-- WRITTEN PROBLEM --
Can you arrange the records below as a JSON list of strings, with one string for each line and blank lines dropped? Leave the pictures out.

-- STORED RECORDS --
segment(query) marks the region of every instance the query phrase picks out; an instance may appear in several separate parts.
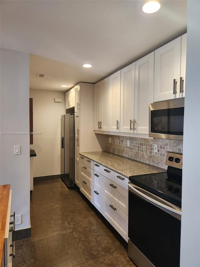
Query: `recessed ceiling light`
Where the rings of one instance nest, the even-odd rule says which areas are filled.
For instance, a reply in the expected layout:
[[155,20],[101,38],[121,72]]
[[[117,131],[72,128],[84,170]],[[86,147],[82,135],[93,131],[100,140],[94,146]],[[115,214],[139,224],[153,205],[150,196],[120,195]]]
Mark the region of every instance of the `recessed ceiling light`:
[[148,1],[144,4],[142,7],[142,10],[145,13],[154,13],[159,10],[161,4],[159,1]]
[[92,65],[90,64],[84,64],[82,65],[84,68],[91,68]]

-- REPLY --
[
  "segment(query) marks the region of every instance the query phrase picks out; an instance may appear in several separate parts.",
  "Query: `recessed ceiling light`",
  "Where the rings of one instance nest, the even-odd rule says which areas are filled.",
  "For instance, a reply in the expected layout:",
  "[[155,20],[101,38],[121,72]]",
  "[[[117,131],[72,128],[84,170]],[[86,147],[82,135],[93,131],[100,140],[94,146]],[[115,214],[139,224],[153,205],[150,196],[120,195]]]",
  "Mark the region of every instance of the `recessed ceiling light`:",
  "[[148,1],[144,4],[142,7],[142,10],[145,13],[154,13],[159,10],[161,4],[159,1]]",
  "[[92,65],[90,64],[84,64],[82,65],[84,68],[91,68]]"
]